● **Page**:
☆ ☆ ☆ ☆ ☆ ☆ ☆
Sreejith Ravi (born 19 May 1976) is an Indian actor who appears predominantly in Malayalam films and also in Tamil films. He is the son of actor T. G. Ravi.

Early life
Sreejith is the son of actor and industrialist T. G. Ravi and V. K. Subhadra. He studied in Hari Sri Vidya Nidhi School, Thrissur. He received his Bachelor of Engineering in Mechanical Engineering from the National Institute of Technology Karnataka. He also received his PGDBA from ICFAI Business School, Bangalore, and Diploma in Business Finance from ICFAI Hyderabad.

Career
He started his acting career in 2005 with the film Mayookham. He got a breakthrough after appearing in Chanthupottu. He also acted in Adoor Gopalakrishnan's Naalu Pennungal. He portrayed Sivarasan in the Rajiv Gandhi assassination-based Mission 90 Days. he had a substantial role in Chekavar. he debuted in Tamil film industry with Vettai. His roles in Sathyan Anthikad's Kadha Thudarunnu and Orkut Oru Ormakoot was different from the villains role he did until then.
☆ ☆ ☆ ☆ ☆ ☆ ☆
● **Your objective**: Please copy the Sreejith Ravi biography starting at "Sreejith Ravi (born" and ending at "T. G. Ravi.", renaming "Malayalam films" as "Malayalam cinema". The lines after this come from a separate source with no link to the Sreejith Ravi biography.

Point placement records
☆ ☆ ☆ ☆ ☆ ☆ ☆
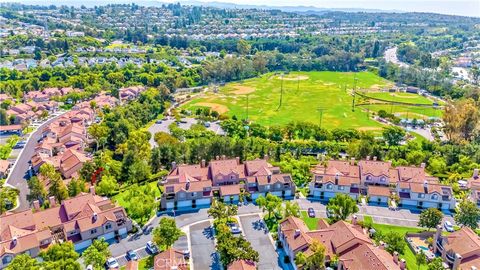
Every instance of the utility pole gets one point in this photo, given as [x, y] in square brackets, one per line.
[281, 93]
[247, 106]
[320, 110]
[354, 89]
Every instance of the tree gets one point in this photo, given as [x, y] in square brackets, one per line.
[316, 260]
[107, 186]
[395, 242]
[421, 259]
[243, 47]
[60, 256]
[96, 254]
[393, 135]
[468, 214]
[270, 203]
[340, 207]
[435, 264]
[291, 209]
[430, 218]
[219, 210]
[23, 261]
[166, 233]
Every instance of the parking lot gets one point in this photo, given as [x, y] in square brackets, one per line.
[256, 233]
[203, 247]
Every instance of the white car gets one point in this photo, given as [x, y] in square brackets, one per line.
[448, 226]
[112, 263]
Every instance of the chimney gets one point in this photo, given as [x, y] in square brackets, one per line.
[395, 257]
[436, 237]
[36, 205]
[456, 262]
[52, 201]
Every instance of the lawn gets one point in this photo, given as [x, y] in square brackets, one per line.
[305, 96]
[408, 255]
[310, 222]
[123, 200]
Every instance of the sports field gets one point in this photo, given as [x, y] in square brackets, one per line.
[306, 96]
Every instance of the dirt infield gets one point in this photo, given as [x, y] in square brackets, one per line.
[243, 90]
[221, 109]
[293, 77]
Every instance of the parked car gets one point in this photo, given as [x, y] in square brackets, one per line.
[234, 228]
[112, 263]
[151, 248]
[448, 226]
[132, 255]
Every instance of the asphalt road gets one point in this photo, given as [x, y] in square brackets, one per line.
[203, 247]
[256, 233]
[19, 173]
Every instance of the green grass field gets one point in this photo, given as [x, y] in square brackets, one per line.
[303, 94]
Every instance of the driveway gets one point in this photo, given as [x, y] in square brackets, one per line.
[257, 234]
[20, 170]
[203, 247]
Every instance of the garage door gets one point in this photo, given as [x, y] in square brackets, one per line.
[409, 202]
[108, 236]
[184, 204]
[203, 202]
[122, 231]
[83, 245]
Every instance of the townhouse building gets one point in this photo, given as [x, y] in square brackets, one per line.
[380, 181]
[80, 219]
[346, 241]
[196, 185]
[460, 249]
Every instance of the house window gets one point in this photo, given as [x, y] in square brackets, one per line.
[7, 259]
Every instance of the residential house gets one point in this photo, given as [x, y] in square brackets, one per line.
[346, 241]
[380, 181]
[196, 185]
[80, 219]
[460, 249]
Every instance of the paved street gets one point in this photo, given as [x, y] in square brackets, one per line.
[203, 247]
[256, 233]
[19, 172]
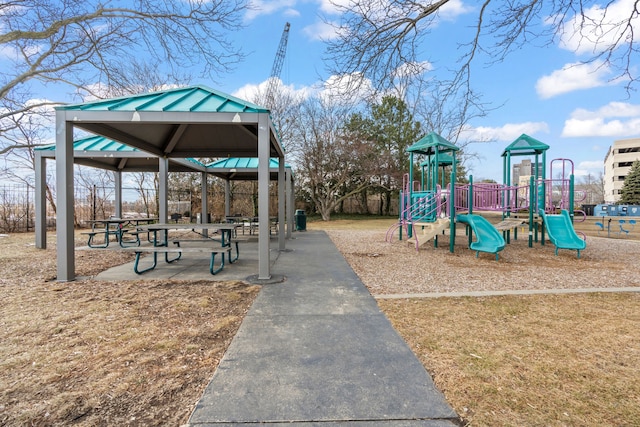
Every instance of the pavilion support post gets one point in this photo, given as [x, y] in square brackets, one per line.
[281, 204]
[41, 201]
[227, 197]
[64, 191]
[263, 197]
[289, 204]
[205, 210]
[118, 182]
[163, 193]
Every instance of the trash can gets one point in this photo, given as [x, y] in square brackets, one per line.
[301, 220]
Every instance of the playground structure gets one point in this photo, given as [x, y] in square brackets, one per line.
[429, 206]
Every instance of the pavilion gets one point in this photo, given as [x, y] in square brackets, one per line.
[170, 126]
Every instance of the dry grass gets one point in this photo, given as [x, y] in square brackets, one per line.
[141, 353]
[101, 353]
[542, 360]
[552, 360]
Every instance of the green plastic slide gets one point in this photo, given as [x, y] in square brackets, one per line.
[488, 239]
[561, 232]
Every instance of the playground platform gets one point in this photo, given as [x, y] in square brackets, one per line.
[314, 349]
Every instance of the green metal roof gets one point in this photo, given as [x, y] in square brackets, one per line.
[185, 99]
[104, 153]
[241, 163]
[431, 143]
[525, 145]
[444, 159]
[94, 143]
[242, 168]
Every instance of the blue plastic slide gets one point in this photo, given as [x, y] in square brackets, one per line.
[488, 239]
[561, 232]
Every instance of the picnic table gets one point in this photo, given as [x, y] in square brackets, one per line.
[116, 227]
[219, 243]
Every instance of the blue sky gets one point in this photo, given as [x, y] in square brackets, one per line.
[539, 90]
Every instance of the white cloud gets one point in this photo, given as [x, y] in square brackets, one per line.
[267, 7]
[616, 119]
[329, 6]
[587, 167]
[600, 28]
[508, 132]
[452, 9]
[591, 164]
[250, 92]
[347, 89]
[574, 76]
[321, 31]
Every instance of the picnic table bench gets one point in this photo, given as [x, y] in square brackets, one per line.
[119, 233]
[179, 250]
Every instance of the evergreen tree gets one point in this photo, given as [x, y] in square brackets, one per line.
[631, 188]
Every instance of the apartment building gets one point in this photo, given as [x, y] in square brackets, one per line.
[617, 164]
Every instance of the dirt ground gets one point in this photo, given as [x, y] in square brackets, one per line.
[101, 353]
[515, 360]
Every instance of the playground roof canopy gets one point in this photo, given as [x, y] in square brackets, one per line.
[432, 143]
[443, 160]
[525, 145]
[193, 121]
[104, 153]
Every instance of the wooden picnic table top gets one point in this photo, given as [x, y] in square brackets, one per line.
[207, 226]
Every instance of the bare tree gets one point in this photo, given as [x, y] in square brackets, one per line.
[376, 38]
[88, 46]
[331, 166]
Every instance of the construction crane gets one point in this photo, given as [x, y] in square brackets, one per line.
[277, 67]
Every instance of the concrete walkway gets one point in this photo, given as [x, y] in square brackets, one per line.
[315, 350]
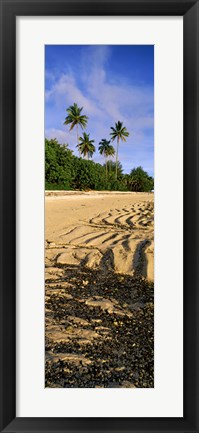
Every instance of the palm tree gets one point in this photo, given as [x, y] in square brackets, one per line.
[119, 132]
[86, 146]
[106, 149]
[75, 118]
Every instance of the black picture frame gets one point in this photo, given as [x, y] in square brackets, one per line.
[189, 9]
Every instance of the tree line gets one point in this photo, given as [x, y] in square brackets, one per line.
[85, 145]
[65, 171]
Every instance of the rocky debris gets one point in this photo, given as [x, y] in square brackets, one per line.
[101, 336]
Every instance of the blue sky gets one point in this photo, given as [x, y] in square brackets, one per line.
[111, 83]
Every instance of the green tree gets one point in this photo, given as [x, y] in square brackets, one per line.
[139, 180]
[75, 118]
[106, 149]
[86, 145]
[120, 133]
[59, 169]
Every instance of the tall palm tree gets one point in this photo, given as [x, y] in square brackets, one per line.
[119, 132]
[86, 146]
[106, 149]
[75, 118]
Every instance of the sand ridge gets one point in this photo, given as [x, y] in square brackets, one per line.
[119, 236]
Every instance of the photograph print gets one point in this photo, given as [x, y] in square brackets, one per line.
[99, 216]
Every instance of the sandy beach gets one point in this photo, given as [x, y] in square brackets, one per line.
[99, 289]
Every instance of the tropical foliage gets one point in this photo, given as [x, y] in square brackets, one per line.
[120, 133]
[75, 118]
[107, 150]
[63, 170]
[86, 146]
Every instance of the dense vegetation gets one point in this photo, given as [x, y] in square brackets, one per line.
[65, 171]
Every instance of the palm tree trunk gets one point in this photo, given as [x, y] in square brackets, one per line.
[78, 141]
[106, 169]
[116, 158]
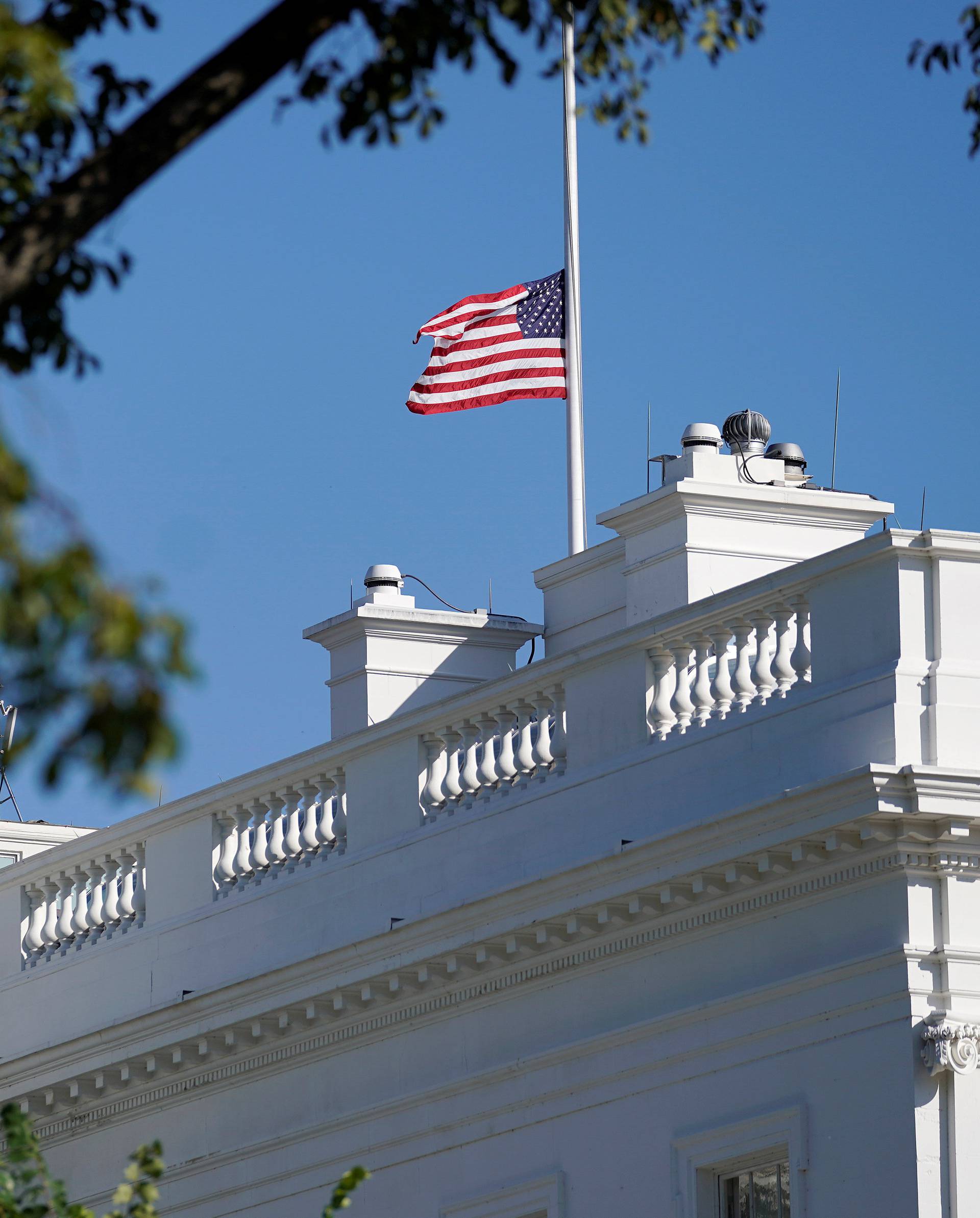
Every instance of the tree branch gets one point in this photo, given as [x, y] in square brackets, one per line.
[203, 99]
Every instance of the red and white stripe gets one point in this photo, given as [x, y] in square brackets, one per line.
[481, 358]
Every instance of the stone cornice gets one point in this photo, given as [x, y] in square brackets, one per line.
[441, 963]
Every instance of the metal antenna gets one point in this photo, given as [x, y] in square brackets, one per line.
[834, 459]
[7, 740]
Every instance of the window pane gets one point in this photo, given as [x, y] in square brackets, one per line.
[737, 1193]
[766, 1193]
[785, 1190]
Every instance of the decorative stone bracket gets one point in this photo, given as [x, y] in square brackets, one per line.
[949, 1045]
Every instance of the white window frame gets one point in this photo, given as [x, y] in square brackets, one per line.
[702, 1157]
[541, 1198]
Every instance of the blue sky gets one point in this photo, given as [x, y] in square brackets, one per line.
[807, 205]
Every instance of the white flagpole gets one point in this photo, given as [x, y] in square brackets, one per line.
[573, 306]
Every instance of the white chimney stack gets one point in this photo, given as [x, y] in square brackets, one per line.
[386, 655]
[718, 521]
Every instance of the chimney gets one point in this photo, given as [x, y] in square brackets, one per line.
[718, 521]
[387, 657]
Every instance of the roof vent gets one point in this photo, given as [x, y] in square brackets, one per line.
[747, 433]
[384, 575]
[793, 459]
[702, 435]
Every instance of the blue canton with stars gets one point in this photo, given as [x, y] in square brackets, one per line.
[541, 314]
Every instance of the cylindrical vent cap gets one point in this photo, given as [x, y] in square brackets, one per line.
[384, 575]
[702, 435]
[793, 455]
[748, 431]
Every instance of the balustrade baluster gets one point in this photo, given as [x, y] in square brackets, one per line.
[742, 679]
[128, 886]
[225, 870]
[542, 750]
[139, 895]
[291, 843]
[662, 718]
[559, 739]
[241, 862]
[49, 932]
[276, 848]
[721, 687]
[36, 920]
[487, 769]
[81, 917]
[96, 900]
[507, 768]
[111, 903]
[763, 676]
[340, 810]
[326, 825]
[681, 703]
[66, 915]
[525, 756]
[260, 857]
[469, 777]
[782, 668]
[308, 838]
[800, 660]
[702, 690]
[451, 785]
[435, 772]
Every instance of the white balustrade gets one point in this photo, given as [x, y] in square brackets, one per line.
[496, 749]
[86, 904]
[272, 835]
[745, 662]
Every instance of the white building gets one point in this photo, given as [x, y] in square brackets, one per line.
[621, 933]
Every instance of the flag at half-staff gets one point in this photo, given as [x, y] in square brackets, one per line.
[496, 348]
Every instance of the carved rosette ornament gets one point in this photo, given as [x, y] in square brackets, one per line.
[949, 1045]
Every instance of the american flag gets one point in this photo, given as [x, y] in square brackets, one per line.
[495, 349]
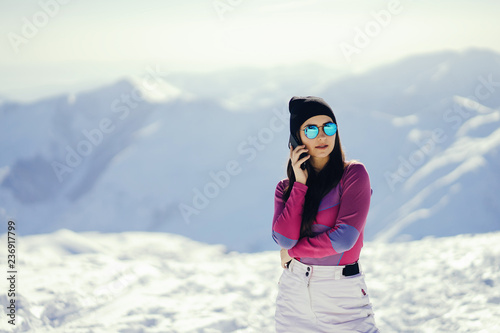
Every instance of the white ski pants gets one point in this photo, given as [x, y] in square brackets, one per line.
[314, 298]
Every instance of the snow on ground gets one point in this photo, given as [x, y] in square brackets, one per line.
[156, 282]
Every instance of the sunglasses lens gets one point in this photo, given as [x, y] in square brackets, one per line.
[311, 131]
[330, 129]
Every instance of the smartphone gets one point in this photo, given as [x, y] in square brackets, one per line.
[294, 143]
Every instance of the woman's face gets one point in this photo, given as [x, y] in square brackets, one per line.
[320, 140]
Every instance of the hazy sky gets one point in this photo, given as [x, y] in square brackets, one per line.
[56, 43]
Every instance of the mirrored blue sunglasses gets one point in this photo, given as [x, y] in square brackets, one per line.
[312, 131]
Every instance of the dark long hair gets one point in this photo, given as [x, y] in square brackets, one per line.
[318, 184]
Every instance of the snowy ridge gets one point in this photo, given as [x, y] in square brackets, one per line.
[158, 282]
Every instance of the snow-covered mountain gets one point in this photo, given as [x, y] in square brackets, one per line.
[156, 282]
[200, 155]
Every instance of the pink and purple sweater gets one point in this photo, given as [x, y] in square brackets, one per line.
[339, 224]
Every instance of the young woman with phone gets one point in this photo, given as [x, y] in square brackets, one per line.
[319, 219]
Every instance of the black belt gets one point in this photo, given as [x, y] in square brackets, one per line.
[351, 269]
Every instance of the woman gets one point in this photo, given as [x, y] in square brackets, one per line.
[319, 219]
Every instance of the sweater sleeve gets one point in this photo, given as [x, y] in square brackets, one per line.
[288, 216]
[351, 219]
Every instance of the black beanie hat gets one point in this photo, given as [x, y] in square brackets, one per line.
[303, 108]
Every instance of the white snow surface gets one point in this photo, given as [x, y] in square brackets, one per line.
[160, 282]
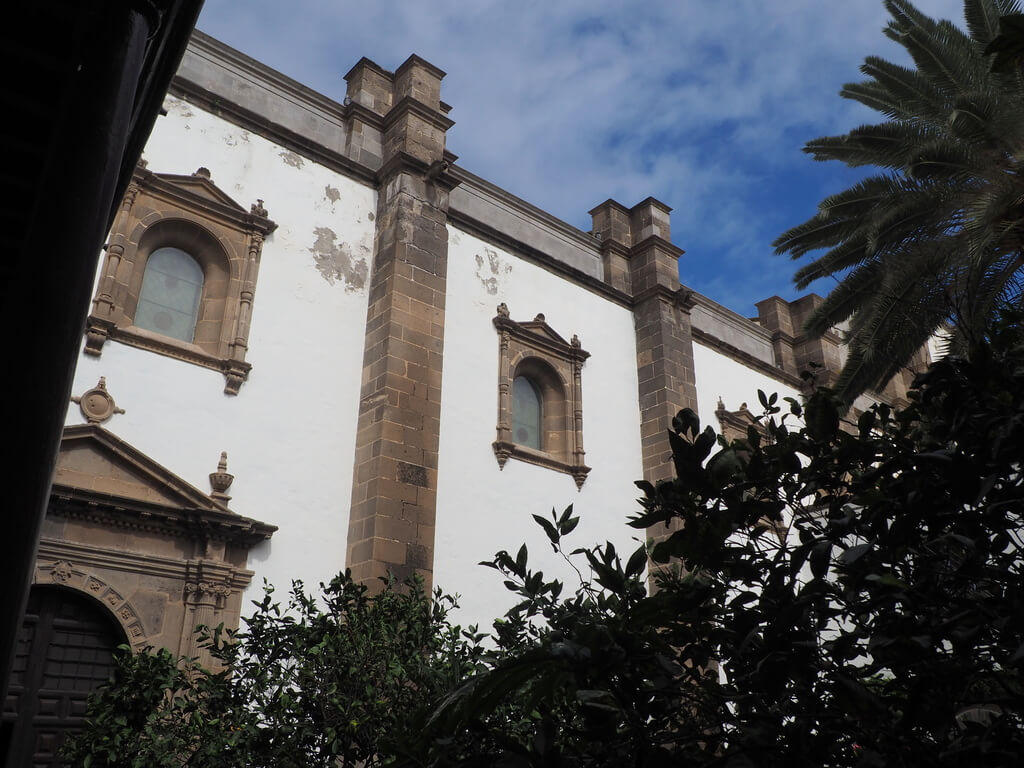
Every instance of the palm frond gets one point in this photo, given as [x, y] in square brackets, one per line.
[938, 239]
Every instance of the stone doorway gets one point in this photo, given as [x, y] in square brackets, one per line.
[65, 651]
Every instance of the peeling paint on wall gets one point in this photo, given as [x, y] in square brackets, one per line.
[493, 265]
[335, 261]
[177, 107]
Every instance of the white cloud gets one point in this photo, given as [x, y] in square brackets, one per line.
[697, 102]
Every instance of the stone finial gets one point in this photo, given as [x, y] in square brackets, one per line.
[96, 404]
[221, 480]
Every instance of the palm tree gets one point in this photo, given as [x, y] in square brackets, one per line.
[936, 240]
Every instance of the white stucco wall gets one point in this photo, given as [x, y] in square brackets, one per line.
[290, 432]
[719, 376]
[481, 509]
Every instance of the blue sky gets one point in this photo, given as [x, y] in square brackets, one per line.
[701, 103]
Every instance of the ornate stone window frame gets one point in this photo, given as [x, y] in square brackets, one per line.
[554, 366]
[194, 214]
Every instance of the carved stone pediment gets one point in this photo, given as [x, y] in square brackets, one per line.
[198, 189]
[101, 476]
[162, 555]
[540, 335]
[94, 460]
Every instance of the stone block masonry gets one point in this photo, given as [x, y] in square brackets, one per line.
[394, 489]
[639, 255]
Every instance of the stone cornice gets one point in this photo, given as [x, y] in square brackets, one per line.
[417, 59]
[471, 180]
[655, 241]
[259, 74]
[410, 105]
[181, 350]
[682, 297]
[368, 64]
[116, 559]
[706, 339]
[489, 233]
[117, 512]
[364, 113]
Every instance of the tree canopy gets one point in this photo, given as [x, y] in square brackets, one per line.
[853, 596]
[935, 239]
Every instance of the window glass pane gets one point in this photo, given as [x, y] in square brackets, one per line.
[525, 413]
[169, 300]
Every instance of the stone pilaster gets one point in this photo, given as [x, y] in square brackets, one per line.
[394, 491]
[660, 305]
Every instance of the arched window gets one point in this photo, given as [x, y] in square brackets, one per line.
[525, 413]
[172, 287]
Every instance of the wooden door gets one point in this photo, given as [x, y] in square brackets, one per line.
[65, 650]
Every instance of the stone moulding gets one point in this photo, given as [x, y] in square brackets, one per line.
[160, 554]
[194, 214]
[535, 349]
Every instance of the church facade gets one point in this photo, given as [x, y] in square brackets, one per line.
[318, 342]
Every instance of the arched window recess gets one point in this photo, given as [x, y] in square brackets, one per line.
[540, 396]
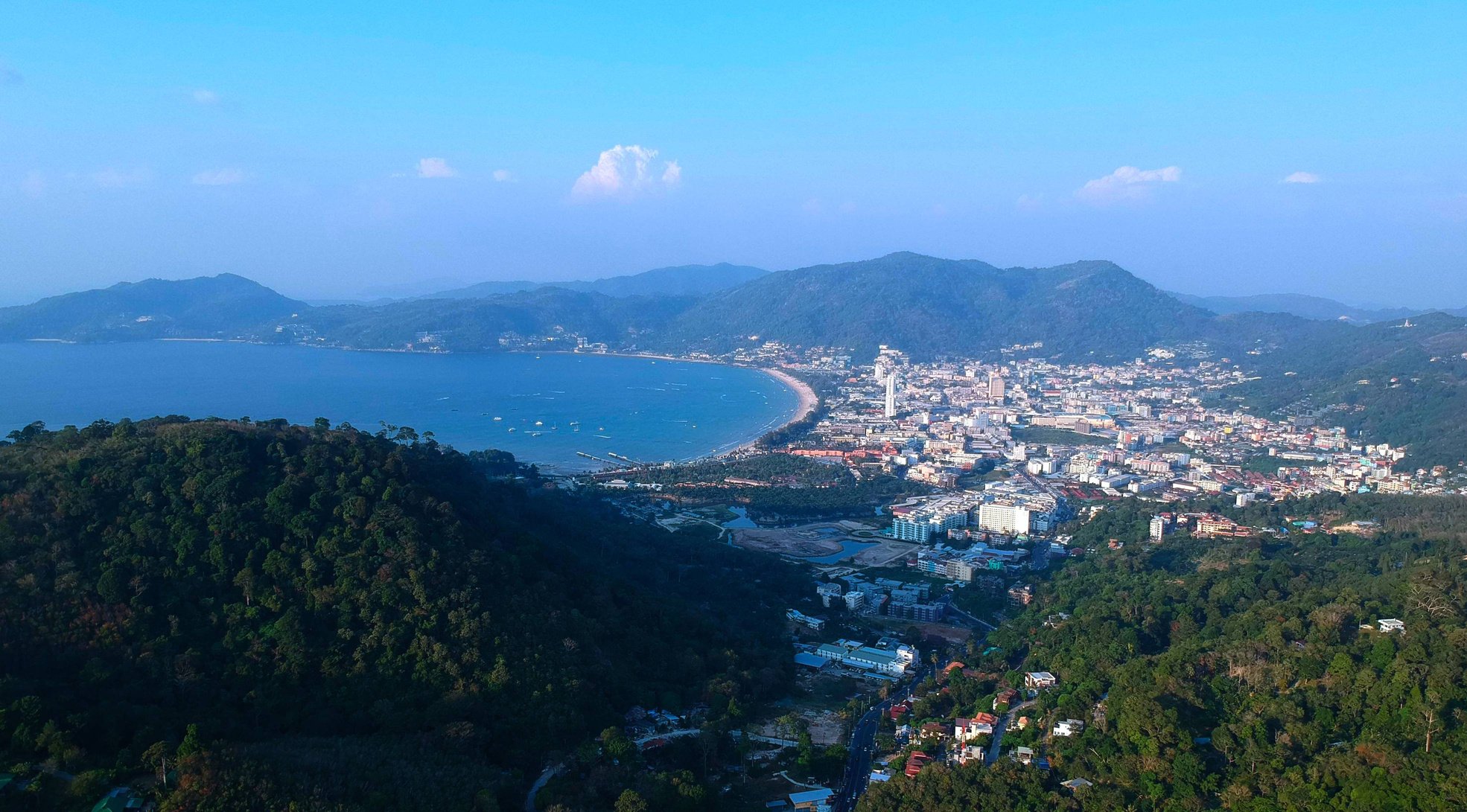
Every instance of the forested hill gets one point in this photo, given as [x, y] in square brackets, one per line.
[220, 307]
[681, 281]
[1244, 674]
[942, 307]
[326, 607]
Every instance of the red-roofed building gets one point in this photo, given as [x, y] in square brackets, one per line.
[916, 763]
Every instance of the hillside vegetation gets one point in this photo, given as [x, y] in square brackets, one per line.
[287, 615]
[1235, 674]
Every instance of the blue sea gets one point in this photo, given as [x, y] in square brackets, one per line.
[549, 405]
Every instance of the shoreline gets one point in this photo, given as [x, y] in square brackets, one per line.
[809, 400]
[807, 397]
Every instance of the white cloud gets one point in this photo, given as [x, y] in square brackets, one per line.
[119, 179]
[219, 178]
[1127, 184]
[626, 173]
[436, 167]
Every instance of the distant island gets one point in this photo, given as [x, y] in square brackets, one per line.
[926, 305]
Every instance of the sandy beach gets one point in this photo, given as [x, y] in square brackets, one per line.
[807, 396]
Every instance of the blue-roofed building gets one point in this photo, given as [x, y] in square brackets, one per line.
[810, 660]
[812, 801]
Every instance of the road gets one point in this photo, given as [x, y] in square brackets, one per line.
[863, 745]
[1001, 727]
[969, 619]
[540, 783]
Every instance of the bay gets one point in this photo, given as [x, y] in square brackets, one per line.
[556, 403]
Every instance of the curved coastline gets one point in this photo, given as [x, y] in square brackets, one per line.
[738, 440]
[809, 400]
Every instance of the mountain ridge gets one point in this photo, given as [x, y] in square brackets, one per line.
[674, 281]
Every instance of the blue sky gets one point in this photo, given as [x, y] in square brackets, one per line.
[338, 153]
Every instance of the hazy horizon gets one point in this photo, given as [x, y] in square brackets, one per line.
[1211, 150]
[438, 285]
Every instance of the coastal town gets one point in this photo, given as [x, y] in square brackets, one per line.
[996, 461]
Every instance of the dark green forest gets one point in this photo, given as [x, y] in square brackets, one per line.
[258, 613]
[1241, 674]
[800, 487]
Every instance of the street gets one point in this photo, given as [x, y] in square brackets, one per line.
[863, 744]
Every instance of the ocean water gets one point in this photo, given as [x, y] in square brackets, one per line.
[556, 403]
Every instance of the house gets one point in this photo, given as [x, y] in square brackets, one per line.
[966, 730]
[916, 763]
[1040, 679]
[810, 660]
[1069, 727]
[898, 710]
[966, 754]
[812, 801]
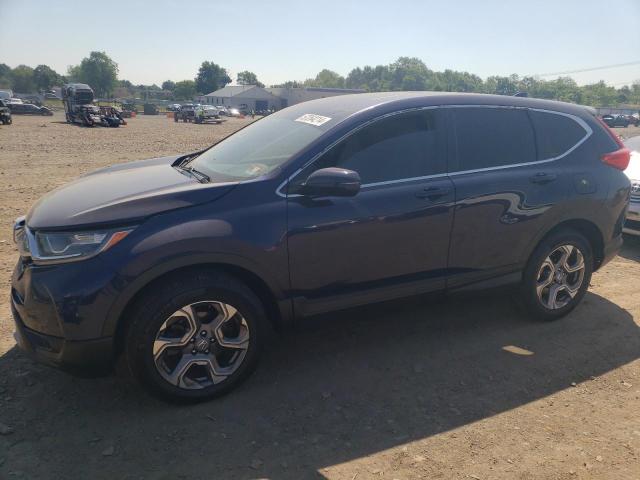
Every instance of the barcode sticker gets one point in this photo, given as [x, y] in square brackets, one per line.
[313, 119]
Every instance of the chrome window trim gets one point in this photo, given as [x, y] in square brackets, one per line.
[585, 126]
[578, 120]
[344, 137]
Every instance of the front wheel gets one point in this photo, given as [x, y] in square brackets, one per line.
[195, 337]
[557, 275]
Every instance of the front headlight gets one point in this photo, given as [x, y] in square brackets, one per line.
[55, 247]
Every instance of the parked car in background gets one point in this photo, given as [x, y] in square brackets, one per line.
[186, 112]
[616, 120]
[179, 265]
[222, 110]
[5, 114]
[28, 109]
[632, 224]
☆ ☆ ☆ ☆ ☆ ☆ ☆
● **Correct answer**:
Sreejith Ravi (born 19 May 1976) is an Indian actor who appears predominantly in Malayalam cinema and also in Tamil films. He is the son of actor T. G. Ravi.